## What you will do
What number of lines in the records below hold the word "green"? Give that number alone.

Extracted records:
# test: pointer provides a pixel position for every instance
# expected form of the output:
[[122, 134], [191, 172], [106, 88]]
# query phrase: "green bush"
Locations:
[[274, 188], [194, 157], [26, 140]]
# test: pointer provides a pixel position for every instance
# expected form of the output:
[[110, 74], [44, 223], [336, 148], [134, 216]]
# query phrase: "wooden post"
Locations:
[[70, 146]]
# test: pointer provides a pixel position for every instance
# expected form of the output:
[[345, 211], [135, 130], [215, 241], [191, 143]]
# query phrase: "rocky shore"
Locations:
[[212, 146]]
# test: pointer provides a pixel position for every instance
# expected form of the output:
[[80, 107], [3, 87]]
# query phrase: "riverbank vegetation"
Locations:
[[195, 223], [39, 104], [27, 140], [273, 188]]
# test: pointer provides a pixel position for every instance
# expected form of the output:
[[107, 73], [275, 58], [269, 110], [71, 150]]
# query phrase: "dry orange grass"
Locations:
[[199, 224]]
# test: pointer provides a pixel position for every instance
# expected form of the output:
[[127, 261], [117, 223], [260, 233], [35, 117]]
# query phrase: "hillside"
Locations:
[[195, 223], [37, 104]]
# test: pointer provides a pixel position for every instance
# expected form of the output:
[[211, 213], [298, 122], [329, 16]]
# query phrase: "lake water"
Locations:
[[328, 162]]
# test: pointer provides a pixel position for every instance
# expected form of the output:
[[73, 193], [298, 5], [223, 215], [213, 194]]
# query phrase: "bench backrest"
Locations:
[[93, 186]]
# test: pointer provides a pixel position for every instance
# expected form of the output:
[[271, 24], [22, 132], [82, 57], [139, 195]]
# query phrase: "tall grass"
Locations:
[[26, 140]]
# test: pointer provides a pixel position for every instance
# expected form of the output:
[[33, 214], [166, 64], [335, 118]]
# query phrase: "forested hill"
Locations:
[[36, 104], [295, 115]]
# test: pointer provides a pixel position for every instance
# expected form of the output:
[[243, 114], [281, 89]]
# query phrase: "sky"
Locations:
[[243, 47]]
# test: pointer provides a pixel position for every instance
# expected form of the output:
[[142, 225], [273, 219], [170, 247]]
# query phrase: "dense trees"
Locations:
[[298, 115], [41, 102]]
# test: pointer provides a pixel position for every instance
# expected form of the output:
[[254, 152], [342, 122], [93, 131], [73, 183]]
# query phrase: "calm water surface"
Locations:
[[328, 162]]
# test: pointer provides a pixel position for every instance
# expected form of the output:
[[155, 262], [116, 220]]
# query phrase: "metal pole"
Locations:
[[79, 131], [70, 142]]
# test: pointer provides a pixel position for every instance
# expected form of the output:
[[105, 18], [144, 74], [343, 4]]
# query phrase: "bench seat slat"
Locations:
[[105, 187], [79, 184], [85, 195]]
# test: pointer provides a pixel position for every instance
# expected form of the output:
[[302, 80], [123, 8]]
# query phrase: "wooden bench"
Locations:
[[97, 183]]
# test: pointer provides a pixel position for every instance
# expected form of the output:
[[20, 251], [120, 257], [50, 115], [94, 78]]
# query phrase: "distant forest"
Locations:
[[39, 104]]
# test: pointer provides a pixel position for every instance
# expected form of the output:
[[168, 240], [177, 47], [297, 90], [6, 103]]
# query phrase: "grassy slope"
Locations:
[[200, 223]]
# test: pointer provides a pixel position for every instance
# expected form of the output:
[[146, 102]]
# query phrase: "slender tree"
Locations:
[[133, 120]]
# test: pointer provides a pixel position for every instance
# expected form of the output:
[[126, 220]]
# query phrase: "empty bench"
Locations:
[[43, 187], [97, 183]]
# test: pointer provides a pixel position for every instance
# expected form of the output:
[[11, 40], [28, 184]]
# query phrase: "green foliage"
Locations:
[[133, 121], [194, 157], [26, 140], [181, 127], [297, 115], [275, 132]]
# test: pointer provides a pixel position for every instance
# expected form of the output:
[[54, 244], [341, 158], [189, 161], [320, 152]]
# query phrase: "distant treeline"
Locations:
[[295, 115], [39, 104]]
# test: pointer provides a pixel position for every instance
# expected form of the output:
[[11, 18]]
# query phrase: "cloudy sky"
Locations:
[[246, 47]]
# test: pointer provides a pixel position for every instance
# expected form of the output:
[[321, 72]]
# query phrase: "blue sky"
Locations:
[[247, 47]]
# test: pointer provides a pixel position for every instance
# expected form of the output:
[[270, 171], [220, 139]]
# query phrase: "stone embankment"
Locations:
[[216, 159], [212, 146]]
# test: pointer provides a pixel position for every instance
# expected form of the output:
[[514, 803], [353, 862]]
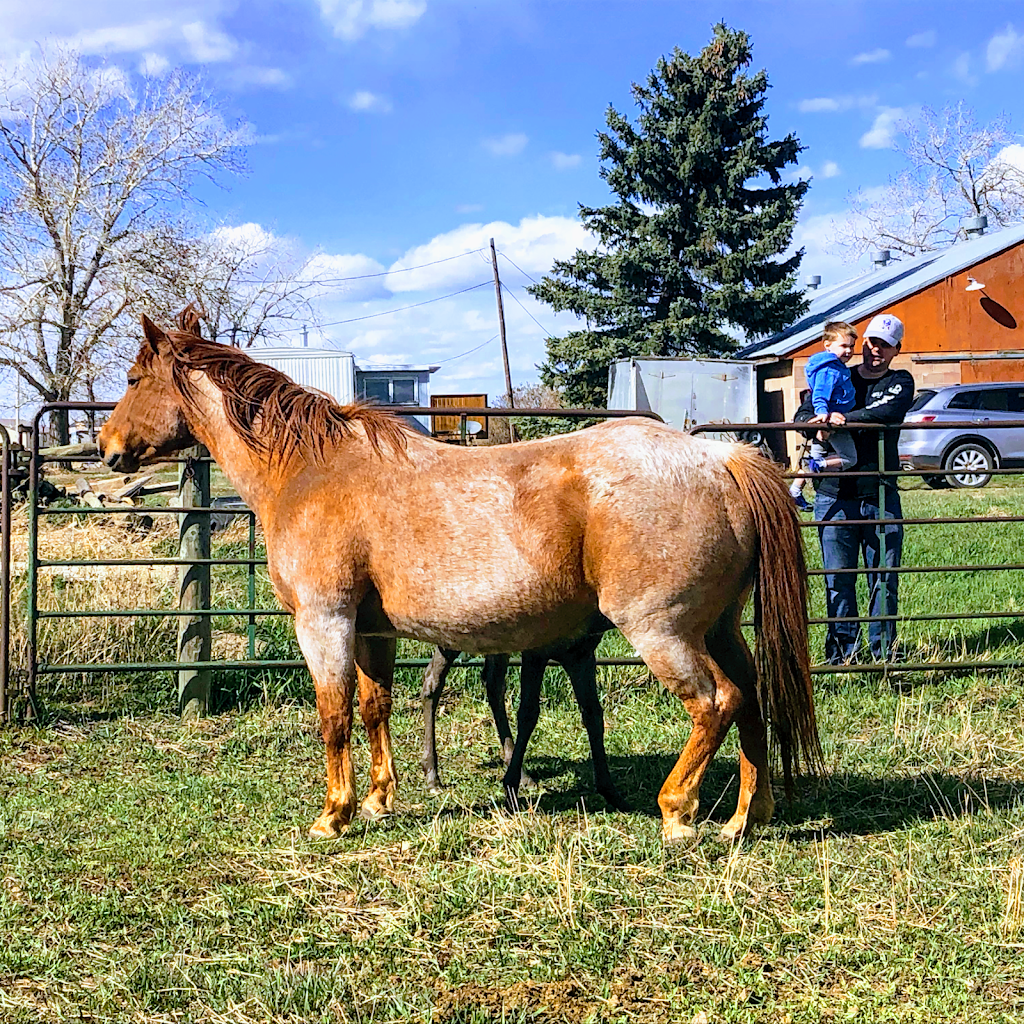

## Response for this exercise
2